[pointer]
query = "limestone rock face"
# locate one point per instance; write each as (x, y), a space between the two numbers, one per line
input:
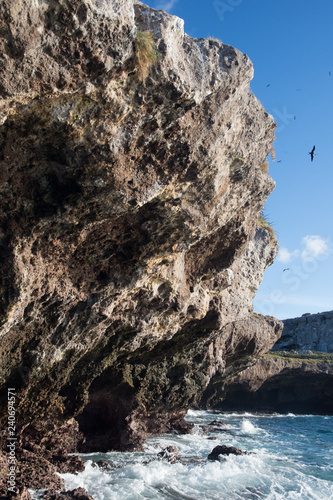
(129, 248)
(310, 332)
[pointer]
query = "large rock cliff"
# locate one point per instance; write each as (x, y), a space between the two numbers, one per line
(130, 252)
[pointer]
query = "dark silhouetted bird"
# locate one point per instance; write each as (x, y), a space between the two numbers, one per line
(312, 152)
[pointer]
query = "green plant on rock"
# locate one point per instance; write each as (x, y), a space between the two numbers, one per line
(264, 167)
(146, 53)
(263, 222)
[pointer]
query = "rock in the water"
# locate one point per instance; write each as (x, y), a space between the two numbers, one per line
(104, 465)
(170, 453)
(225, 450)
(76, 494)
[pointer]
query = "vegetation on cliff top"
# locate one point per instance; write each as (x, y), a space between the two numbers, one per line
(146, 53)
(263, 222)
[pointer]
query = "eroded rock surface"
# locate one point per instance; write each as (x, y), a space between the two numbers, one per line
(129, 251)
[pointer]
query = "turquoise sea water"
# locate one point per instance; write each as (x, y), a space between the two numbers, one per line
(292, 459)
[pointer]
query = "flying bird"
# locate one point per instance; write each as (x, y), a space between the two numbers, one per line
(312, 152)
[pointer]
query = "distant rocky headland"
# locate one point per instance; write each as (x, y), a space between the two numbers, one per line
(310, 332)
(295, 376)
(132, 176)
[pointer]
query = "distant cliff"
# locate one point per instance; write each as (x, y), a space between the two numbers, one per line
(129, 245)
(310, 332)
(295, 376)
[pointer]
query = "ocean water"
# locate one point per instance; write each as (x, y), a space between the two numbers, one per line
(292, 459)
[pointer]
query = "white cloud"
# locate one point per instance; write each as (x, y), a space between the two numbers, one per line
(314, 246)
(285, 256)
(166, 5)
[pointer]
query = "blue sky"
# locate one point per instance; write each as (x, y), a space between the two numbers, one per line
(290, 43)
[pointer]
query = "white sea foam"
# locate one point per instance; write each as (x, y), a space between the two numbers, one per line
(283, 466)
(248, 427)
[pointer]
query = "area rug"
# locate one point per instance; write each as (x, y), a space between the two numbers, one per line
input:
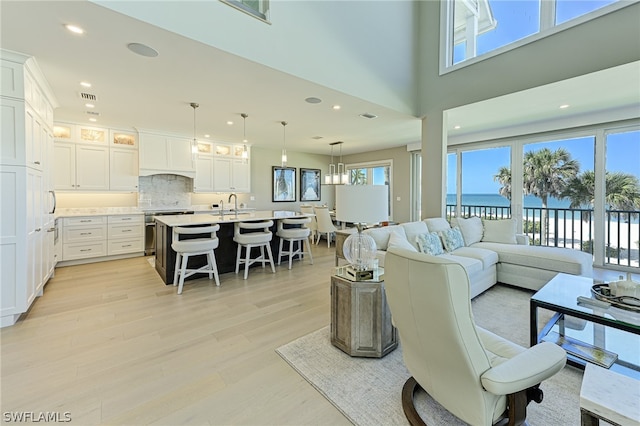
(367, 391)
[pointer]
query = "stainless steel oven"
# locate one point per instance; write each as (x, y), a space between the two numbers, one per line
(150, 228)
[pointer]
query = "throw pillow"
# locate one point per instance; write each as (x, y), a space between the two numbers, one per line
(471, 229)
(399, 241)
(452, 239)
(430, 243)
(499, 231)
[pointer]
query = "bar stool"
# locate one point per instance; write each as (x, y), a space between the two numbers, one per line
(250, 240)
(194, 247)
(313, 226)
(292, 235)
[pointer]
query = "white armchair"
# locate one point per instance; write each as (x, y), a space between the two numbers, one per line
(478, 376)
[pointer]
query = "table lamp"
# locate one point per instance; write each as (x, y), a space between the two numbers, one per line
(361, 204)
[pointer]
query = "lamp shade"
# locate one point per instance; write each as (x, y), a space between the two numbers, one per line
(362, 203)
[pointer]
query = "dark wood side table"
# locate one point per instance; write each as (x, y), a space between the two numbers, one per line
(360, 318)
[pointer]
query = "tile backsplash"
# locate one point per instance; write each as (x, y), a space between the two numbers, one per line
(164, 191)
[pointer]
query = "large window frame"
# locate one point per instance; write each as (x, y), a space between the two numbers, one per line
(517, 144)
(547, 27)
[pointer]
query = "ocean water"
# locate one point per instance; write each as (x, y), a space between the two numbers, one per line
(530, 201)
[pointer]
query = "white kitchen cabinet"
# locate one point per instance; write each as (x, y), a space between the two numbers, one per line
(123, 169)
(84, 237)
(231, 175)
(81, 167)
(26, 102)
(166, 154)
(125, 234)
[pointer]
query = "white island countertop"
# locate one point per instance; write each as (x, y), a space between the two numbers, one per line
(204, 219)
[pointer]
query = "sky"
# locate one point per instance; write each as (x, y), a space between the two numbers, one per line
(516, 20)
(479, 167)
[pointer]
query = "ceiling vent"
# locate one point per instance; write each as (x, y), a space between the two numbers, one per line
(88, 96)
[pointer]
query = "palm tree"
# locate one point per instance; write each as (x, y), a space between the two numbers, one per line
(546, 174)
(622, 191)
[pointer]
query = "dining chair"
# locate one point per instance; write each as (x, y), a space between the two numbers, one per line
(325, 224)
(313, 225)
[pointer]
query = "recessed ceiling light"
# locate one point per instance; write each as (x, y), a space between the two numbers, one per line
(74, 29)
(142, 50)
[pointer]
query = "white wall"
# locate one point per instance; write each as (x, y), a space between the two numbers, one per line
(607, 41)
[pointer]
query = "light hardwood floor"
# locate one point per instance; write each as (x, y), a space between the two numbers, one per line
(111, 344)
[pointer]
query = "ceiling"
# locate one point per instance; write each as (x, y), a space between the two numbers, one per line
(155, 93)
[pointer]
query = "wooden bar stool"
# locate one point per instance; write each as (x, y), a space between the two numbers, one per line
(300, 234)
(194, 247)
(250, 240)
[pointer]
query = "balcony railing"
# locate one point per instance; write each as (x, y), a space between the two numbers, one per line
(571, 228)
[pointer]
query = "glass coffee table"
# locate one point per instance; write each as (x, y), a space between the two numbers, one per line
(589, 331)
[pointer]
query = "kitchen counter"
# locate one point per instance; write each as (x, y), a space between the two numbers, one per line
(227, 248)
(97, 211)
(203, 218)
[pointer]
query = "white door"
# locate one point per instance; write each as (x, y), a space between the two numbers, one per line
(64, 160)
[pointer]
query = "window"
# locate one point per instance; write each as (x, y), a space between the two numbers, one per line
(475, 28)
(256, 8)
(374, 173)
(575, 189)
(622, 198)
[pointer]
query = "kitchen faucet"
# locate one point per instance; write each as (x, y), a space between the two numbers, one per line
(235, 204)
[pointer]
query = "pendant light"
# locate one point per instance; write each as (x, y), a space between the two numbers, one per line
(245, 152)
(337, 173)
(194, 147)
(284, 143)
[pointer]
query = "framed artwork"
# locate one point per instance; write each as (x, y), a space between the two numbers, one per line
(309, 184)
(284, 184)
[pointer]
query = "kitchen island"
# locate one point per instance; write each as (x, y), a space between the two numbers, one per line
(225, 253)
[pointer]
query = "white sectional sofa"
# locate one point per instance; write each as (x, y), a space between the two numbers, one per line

▶ [GOAL]:
Do not include images; quote all of the entries above exactly.

▶ [COMPLETE RESPONSE]:
[pointer]
query = "limestone rock face"
# locate one point per instance; write each as (x, y), a space between the two numbers, one per line
input:
(129, 248)
(310, 332)
[pointer]
query = "large rock cliff"
# locate one point per instance; write each as (x, y), a space between the two numbers, one per line
(130, 252)
[pointer]
query = "dark silhouetted bird"
# locate one point per instance; write each as (x, y), a space between the two numbers, one per line
(312, 152)
[pointer]
query = "green plant on rock"
# locate one point per instance; write each as (x, y), a space between the two numbers, one per line
(264, 167)
(146, 53)
(263, 222)
[pointer]
query = "rock in the water"
# locate one point per instance; write each as (x, y), a space between the two numbers, one per line
(104, 465)
(170, 453)
(225, 450)
(76, 494)
[pointer]
query = "vegetation on cliff top"
# locate one point per instance; write each as (x, y), a space between the two numbers, one per line
(146, 53)
(263, 222)
[pointer]
query = "eroded rock surface"
# locate one point per instance; write each as (x, y), a space between the two numbers, one per line
(129, 251)
[pointer]
query = "turquoise sea water"
# locate one point per instance; write each as (x, y), a space between the two numbers, one per line
(292, 459)
[pointer]
query = "flying bird"
# locate one point per instance; write each as (x, y), a space between the two numbers, one per line
(312, 152)
[pointer]
query = "distant rocky headland"
# locate one point per instance; write each as (x, y), a space between the two numbers, one per line
(310, 332)
(295, 376)
(132, 176)
[pointer]
query = "distant cliff"
# locate one point per instance; write each as (x, y), a space between the two numbers, one per line
(129, 245)
(310, 332)
(295, 376)
[pointer]
query = "ocean water"
# locate one point per instance; write each as (x, y), a space between the two numbers, one per line
(292, 459)
[pointer]
query = "white cloud"
# locate one point per instance; write each as (x, y), a space between the two numbers, one per line
(314, 246)
(285, 256)
(166, 5)
[pointer]
query = "blue sky"
# locate one point per instance; write each as (x, y), a space between the two numbers, one per line
(290, 43)
[pointer]
query = "white sea foam"
# locate one point per instance; write each as (x, y), a space between the two numbers, one per line
(283, 466)
(248, 427)
[pointer]
query = "area rug"
# locate one point per instance; write each as (x, y), a space between the two numbers, one per line
input:
(367, 391)
[pointer]
query = "stainless steel oven"
# locate one point per instance; write each as (x, y), a space between the two numbers, one per line
(150, 228)
[pointer]
query = "throw pillow"
# locate one point per instance; write each as (x, y), a space between the two numbers, one per line
(471, 229)
(399, 241)
(452, 239)
(430, 243)
(499, 231)
[pointer]
query = "bar stool"
# locate one point per instance; write each as (x, y), a space between the two numbers, one per line
(250, 240)
(194, 247)
(313, 226)
(292, 235)
[pointer]
query = "white armchair"
# locate one point per instance; write each as (x, y), a space between the two numbers, one per line
(478, 376)
[pointer]
query = "table lamp"
# locate one point per instance; write each as (x, y), a space between the two numbers, one per line
(361, 204)
[pointer]
query = "lamp shade"
# locate one point per instance; write each as (x, y), a space between the two numbers, one per line
(362, 203)
[pointer]
query = "dark wood side table"
# locate one point per instance; write each as (x, y), a space between the two numbers, one per line
(360, 318)
[pointer]
query = "tile backsplash"
# locate one point per instance; write each as (x, y), a space between the two numbers, one per line
(164, 191)
[pointer]
query = "large window frame"
# locate one point per instance; write each as (x, y), a space between the two numbers, one per line
(517, 144)
(547, 27)
[pointer]
query = "ocean water"
# locate one point per instance; write each as (x, y), a space between the two numbers, one per line
(530, 201)
[pointer]
query = "white kitchen cabinet"
# locate one point per instance; write each as (x, y), a space between the two numbers, one per line
(123, 169)
(84, 237)
(231, 175)
(81, 167)
(26, 102)
(166, 154)
(125, 234)
[pointer]
query = "white island countertop"
# locate one point per instance; write each as (x, y), a space between the two numbers, one per line
(204, 219)
[pointer]
query = "sky"
# locate one point per instance; write each as (x, y), a space between the two numbers, one per line
(516, 20)
(479, 167)
[pointer]
query = "ceiling vent"
# locate one point per instance; write each as (x, y), a space between the two numbers, one per line
(88, 96)
[pointer]
query = "palm tree"
# locate one point per instance; write each as (x, y), a space between the two numbers, one per line
(546, 174)
(622, 191)
[pointer]
query = "dining chair"
# locate one point per instance; write each as (x, y), a space between the two numbers, one per line
(325, 224)
(313, 225)
[pointer]
query = "recessed ceiling light"
# locate one point per instance; write each as (x, y), a space between the two numbers, one per line
(74, 29)
(142, 50)
[pointer]
query = "white wall"
# locate one point per instance; write each as (x, y), a space between the two numbers, one per line
(607, 41)
[pointer]
query = "light hardwood floor"
# locate one point per instance; write each as (x, y), a space between the two numbers, one per line
(111, 344)
[pointer]
query = "ceiling"
# locate one point per instance; write each as (x, y), a space between the two numbers, one per line
(155, 93)
[pointer]
query = "wooden bar stool"
# locate one point per instance; write each as (x, y), a space between the two numbers, one per line
(300, 234)
(194, 247)
(250, 240)
[pointer]
query = "balcony railing"
# locate one point per instance; write each as (x, y), a space between the two numbers, one per line
(571, 228)
[pointer]
query = "glass coffee table"
# locate one point per instance; write each as (x, y), a space between the two numbers, one per line
(589, 331)
[pointer]
query = "kitchen counter"
# locate one point per instance; write each as (x, y), a space between the two numbers, one per line
(227, 248)
(97, 211)
(203, 218)
[pointer]
query = "white door"
# locate one point per instance; write each as (x, y), a space between the two numbers, one per line
(64, 160)
[pointer]
query = "window"
# locate one point per instance; write each as (x, y), a space between the two numbers, one per line
(475, 28)
(256, 8)
(374, 173)
(575, 189)
(622, 198)
[pointer]
query = "kitchen faucet"
# locate one point per instance; write each as (x, y), a space between the two numbers, one per line
(235, 204)
[pointer]
query = "pendant light"
# locate one point per instance; write each as (x, y), a space between the two numbers, one per line
(245, 152)
(337, 173)
(194, 147)
(284, 143)
[pointer]
query = "framed artwork"
# locate one point per instance; write each as (x, y), a space between the two numbers, one per line
(309, 184)
(284, 184)
[pointer]
query = "kitchen island"
# locate one point per instance; write each as (x, y), a space between the two numbers, one per line
(225, 253)
[pointer]
query = "white sectional sofa"
# locate one point per instance; write each as (x, y), a space between the two numbers, one per line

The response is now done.